● **Text block**:
::::
Earth-Hunger and Other Essays/An Examination of a Noble Sentiment

2370736Earth-Hunger and Other Essays — An Examination of a Noble SentimentWilliam Graham Sumner


AN EXAMINATION OF A NOBLE SENTIMENT

A noble sentiment is a very noble thing when it is genuine. A soul which would not throb in response to a noble sentiment, if it were genuine, would prove that it was base and corrupt. On the other hand, a noble sentiment, if it is not genuine, is one of the most corrupting things in the world. The habit of entertaining bogus sentiments of a plausible sound, deprives both mind and heart of sterling sense and healthful emotion. It is no psychological enigma that Robespierre, who was a hero of the eighteenth-century sensibilité, should have administered the Reign of Terror. People who gush are often most impervious to real appeals, and to genuine emotion. It therefore seems that we must be on our guard against pretended noble sentiments, as against very dangerous pitfalls, and test them to see whether they are genuine or not.

The sentiment which I now propose to examine is this: that we ought to see to it that every one has an existence worthy of a human being, or to keep it in the form in which it is offered, a menschenwürdiges Dasein. It is not a matter of accident that it is stated in German. A noble sentiment often loses poetry and transcendental solemnity to such an extent, when translated into everyday English, that it might seem like begging the question of its truth and value to translate it.
::::
● **Excerpted data**:
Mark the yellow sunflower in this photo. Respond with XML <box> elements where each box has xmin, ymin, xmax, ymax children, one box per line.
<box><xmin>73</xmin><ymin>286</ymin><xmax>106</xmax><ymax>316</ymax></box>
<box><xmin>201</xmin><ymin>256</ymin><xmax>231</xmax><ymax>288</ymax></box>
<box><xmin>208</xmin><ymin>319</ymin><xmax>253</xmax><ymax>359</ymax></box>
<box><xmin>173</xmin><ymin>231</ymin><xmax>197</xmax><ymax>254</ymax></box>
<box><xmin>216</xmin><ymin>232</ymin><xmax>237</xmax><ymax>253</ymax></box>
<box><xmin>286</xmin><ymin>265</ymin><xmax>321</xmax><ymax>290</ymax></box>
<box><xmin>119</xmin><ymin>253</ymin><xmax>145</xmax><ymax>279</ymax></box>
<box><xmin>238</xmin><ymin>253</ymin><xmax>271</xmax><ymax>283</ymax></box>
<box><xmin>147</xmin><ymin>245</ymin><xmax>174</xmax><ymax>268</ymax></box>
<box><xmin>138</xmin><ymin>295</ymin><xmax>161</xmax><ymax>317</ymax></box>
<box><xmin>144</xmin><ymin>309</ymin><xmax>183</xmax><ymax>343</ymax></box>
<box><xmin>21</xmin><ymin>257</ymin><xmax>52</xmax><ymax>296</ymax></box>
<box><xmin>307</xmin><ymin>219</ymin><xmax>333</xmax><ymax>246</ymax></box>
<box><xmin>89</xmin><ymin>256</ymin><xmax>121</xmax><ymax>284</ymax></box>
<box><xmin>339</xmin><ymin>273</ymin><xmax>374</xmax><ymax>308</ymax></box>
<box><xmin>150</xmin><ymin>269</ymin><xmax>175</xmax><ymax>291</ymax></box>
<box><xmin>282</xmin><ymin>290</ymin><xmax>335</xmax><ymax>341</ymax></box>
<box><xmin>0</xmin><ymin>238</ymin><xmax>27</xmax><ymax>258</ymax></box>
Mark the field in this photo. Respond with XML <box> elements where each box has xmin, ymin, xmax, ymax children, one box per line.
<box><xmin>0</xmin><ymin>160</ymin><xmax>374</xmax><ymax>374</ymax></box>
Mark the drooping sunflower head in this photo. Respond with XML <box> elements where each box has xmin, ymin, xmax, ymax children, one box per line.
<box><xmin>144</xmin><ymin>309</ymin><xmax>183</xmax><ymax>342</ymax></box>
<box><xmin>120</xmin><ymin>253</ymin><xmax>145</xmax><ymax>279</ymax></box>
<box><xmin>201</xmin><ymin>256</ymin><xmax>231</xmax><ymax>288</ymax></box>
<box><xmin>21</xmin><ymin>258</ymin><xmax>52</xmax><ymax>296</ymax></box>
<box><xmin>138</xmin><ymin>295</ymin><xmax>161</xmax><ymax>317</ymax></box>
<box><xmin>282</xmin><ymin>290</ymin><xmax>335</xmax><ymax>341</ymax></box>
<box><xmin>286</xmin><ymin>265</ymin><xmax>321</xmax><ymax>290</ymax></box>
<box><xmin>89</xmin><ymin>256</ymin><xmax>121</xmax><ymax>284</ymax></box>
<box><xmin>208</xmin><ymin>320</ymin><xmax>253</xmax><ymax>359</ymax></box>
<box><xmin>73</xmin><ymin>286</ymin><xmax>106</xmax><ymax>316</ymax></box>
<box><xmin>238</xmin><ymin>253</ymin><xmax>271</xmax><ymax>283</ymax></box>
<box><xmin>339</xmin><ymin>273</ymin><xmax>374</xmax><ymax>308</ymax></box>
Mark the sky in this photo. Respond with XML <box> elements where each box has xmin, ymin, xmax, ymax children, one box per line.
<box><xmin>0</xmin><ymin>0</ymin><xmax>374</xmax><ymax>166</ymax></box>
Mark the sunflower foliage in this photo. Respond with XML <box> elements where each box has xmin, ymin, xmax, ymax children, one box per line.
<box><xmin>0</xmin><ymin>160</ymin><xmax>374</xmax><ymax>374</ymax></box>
::::
● **Required task 1**:
Recast the records, from the line with "Mark the field" up to and including the last line of the records, as a two-column CSV with the columns text and answer. Give one row for each text and its answer, with each field quoted and line breaks turned into spaces.
● **Required task 2**:
Carry on the essay examining a noble sentiment from the point where it stops.

● **Task response 1**:
text,answer
"Mark the field in this photo. Respond with XML <box> elements where each box has xmin, ymin, xmax, ymax children, one box per line.","<box><xmin>0</xmin><ymin>160</ymin><xmax>374</xmax><ymax>374</ymax></box>"
"Mark the drooping sunflower head in this photo. Respond with XML <box> elements where each box has xmin, ymin, xmax, ymax children, one box per line.","<box><xmin>144</xmin><ymin>309</ymin><xmax>183</xmax><ymax>342</ymax></box> <box><xmin>120</xmin><ymin>253</ymin><xmax>145</xmax><ymax>279</ymax></box> <box><xmin>201</xmin><ymin>256</ymin><xmax>231</xmax><ymax>288</ymax></box> <box><xmin>21</xmin><ymin>258</ymin><xmax>52</xmax><ymax>296</ymax></box> <box><xmin>138</xmin><ymin>295</ymin><xmax>161</xmax><ymax>317</ymax></box> <box><xmin>282</xmin><ymin>290</ymin><xmax>335</xmax><ymax>341</ymax></box> <box><xmin>286</xmin><ymin>265</ymin><xmax>321</xmax><ymax>290</ymax></box> <box><xmin>89</xmin><ymin>256</ymin><xmax>121</xmax><ymax>284</ymax></box> <box><xmin>208</xmin><ymin>320</ymin><xmax>253</xmax><ymax>359</ymax></box> <box><xmin>73</xmin><ymin>286</ymin><xmax>106</xmax><ymax>316</ymax></box> <box><xmin>238</xmin><ymin>253</ymin><xmax>271</xmax><ymax>283</ymax></box> <box><xmin>339</xmin><ymin>273</ymin><xmax>374</xmax><ymax>308</ymax></box>"
"Mark the sky in this photo. Respond with XML <box> elements where each box has xmin, ymin, xmax, ymax children, one box per line.","<box><xmin>0</xmin><ymin>0</ymin><xmax>374</xmax><ymax>166</ymax></box>"
"Mark the sunflower foliage in this photo. Respond with XML <box> elements where each box has xmin, ymin, xmax, ymax children, one box per line.","<box><xmin>0</xmin><ymin>160</ymin><xmax>374</xmax><ymax>374</ymax></box>"

● **Task response 2**:
The first question is: what is an existence worthy of a human being? The hod-carrier, who is earning a dollar a day, will say that it is what he could get for a dollar and a half; the mechanic at two dollars will say that it would cost three; a man whose income is a thousand dollars will say that it costs fifteen hundred. I once heard a man, whose salary was twelve thousand dollars, speak of five thousand a year as misery. A menschenwürdiges Dasein, therefore, at the first touch gives us the first evidence of something wrong. It sounds like a concrete and definite thing, but it is not such; a menschenwürdiges Dasein is the most shifting and slippery notion which the human mind can try to conceive. In general it is about fifty per cent more than each one of us is getting now, which would, for a time, mean happiness, prosperity, and welfare to us all. It is to be remembered, also, that most of the people who, not in their own opinion, but in that of their neighbors, have not a menschenwürdiges Dasein are those who do not like that kind of an existence or want it, but have turned their backs upon it, and are in fact rather more contented than any other class of people with their situation as they are now.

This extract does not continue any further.